## Document section
In FY2002, the Office of Management and Budget (OMB) developed the Program Assessment Rating Tool (PART) to establish a systematic, consistent process for rating the performance of programs across the Federal government. The SBG Program was evaluated under the PART criteria in FY2005. The PART review revealed that program enhancements are needed to maximize the effectiveness of the SBG Program and achieve performance goals. In particular, it was recommended that the SBG Program develop an internet-based electronic application and claims processing system, and restructure program outreach. The proposed rule is an important component of implementing the PART recommendations. These measures will contribute to the sustainability and growth of existing and competitive opportunity gaps confronting small businesses by increasing their contract revenue and job creation rates. Both of these actions are well underway.

The SBG program routinely tracks the number of surety bond guarantees approved, contract revenue, and the number of jobs created to measure its progress toward achieving program long-term outcomes. In FY 2003, SBA guaranteed a total of 8,974 bonds, which represented $594 million in final bond contract revenue and 5,123 jobs created. Although a temporary expiration of the PSB program in Fiscal Years (FY) 2004 and 2005 impacted goal accomplishment, SBA guaranteed a total of 7,803 bonds in FY 2004, which represented $598 million in final bond contract revenue and 5,154 jobs created. In FY 2005, SBA guaranteed a total of 5,678 bonds, which represented $488 million in final bond contract revenue and 4,203 jobs.

The SBG program has specific values assigned for annual program targets. The SBG program is included in the Cost Allocation Model that SBA has implemented. A cost per bond is calculated using information from that model, and is included in the annual Performance and Accountability Report (PAR). The increased contract revenue and jobs created will contribute to the survivability and growth of the small contractors that received SBG assistance. The program's cost per bond decreased from $570 in 2002 to $408 in 2003. In FY 2004, the program's cost per bond increased slightly to $489 since the program activity significantly decreased with the expiration of the PSB program. In FY 2005, the program's cost per bond increased to $860. The shutdown of the PSB Program during the first quarter of FY2005 and the proposed surety bond fee increase adversely affected program activity. The total cost of the SBG Program to the Federal Government is as follows: FY2002—$4.2 million; FY2003—$3.6 million; FY2004—$3.8 million; FY2005—$4.8 million.

(Collection entries)
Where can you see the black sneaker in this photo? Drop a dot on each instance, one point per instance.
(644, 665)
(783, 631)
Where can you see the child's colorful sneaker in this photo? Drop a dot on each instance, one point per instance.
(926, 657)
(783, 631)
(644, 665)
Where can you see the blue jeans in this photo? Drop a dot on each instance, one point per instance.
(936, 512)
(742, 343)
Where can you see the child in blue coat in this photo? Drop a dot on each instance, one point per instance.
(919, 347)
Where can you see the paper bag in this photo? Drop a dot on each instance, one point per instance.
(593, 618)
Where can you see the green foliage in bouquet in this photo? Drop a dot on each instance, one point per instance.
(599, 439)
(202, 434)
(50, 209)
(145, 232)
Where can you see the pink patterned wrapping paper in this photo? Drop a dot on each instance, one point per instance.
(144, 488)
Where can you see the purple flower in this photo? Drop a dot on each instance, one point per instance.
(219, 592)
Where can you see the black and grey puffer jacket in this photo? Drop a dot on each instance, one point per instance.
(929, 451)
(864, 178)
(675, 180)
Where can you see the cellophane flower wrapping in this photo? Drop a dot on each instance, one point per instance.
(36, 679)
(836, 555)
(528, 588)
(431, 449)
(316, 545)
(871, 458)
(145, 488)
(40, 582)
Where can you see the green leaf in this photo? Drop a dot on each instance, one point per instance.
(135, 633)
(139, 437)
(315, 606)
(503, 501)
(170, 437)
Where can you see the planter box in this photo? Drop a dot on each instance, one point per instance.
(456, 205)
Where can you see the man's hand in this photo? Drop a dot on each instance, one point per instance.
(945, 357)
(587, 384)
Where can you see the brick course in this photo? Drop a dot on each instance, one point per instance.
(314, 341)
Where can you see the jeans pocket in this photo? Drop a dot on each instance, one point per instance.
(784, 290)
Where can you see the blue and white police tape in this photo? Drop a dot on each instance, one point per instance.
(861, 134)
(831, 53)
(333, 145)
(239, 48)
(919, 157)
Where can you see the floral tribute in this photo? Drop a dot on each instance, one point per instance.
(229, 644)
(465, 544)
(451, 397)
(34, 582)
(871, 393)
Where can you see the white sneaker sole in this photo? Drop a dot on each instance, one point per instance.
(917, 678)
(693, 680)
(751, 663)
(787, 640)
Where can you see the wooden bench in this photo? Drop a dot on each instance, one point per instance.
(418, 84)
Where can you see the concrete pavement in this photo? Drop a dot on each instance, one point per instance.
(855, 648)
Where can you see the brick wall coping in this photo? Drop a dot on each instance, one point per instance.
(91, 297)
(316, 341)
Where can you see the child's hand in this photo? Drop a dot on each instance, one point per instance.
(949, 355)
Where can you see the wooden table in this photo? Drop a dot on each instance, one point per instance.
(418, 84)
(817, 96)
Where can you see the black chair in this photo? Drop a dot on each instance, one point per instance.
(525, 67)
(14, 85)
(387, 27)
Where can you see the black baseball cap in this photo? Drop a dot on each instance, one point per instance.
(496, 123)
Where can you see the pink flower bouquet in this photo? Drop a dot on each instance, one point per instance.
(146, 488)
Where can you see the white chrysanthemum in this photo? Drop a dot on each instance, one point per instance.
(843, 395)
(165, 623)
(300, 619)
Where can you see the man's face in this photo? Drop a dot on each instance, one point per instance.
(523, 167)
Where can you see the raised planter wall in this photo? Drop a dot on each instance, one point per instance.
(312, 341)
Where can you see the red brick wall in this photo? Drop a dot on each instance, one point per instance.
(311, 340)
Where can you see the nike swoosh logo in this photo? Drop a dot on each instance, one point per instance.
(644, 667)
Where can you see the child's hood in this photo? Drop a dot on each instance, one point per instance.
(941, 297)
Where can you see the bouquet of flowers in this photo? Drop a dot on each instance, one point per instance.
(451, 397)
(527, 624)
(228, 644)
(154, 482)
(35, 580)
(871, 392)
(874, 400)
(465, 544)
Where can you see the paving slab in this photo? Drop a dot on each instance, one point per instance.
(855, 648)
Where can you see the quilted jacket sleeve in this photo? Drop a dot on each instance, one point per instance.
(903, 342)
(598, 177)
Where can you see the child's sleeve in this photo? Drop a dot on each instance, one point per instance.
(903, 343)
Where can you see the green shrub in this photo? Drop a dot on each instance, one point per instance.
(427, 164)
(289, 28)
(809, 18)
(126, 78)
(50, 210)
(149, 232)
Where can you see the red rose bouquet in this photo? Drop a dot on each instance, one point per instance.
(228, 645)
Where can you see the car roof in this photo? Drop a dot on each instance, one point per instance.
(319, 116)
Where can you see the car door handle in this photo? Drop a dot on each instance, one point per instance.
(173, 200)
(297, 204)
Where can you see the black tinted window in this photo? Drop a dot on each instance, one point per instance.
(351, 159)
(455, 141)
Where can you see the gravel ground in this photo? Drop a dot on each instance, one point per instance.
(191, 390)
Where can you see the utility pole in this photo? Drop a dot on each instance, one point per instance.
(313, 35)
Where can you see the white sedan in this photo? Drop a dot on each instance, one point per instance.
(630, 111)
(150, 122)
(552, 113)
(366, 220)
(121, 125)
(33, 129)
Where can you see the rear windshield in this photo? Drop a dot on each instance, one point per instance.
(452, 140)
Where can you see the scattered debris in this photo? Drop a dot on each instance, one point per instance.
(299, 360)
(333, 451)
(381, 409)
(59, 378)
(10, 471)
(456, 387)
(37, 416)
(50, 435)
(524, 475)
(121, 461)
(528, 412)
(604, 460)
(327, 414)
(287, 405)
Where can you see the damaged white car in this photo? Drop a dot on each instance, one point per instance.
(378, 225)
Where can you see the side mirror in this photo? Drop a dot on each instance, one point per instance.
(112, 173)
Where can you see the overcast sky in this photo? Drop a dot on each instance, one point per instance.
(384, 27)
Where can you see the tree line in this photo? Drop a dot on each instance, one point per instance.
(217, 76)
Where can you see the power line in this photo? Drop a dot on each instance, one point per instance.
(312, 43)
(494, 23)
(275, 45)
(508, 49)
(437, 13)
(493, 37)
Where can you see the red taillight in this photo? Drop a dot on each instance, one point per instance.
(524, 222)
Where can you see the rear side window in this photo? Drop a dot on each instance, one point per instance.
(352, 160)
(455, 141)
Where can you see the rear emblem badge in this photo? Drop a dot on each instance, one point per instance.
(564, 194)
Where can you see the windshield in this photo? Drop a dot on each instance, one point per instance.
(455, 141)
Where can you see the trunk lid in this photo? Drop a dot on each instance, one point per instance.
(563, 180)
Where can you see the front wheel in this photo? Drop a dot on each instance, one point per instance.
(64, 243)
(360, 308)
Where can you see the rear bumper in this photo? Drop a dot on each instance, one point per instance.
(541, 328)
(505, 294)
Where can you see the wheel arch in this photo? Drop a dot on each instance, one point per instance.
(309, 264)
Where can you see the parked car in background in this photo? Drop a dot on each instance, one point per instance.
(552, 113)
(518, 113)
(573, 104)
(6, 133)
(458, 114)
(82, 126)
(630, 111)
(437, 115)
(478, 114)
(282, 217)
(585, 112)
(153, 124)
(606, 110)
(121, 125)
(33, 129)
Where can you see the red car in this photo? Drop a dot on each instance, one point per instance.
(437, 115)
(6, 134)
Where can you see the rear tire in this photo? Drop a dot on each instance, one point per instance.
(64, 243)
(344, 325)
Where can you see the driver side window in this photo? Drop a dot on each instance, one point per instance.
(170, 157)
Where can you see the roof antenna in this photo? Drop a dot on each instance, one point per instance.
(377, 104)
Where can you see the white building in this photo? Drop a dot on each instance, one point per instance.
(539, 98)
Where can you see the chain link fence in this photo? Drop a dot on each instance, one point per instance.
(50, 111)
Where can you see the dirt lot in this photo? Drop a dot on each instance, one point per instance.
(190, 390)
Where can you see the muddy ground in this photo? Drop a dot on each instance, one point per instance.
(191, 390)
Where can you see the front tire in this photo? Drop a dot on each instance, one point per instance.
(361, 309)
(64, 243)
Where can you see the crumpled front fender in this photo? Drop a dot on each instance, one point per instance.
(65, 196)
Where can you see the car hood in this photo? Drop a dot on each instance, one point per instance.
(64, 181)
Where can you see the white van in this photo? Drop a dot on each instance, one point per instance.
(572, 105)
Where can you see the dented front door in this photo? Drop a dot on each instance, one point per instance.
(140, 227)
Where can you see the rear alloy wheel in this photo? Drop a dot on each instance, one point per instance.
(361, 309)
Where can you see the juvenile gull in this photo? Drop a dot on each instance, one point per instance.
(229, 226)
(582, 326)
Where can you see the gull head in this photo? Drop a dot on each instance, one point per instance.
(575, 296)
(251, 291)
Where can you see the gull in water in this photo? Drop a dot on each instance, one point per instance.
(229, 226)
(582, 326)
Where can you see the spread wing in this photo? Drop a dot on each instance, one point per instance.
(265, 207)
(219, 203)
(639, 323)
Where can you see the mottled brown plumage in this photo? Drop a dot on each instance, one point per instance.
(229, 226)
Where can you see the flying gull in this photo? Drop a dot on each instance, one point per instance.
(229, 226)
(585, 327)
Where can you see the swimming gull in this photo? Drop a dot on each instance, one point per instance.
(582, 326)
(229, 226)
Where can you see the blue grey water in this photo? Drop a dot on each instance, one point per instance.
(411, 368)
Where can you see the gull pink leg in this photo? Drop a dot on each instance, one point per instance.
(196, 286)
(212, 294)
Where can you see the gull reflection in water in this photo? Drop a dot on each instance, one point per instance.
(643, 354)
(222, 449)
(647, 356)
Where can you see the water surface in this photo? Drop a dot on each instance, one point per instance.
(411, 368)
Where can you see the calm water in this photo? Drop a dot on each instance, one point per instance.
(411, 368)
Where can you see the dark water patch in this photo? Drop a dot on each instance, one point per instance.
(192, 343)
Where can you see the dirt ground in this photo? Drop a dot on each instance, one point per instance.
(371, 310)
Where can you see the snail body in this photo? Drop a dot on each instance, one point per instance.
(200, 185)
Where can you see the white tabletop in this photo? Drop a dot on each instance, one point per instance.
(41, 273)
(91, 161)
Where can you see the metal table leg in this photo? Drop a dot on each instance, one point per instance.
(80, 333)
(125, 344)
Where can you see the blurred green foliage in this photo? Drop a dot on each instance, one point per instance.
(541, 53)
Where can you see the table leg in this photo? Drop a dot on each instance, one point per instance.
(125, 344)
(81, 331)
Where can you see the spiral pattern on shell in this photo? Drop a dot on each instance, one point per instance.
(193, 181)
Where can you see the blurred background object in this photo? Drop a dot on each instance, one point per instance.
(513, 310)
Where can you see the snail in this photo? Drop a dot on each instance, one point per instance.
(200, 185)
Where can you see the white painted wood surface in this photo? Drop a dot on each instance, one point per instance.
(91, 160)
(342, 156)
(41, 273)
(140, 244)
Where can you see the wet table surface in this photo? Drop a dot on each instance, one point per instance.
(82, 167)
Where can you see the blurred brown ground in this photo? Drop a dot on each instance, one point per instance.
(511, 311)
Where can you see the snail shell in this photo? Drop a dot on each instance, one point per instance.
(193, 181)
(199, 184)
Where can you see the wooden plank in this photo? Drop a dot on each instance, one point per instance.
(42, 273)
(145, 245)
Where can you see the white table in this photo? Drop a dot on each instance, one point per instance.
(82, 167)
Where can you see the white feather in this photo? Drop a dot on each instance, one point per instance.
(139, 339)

## Task to carry out
Print the part of the SBG program text between "The SBG program routinely" and "and 4,203 jobs.", inclusive. The rows are separate material and are not part of the SBG program text.

## Solved exercise
The SBG program routinely tracks the number of surety bond guarantees approved, contract revenue, and the number of jobs created to measure its progress toward achieving program long-term outcomes. In FY 2003, SBA guaranteed a total of 8,974 bonds, which represented $594 million in final bond contract revenue and 5,123 jobs created. Although a temporary expiration of the PSB program in Fiscal Years (FY) 2004 and 2005 impacted goal accomplishment, SBA guaranteed a total of 7,803 bonds in FY 2004, which represented $598 million in final bond contract revenue and 5,154 jobs created. In FY 2005, SBA guaranteed a total of 5,678 bonds, which represented $488 million in final bond contract revenue and 4,203 jobs.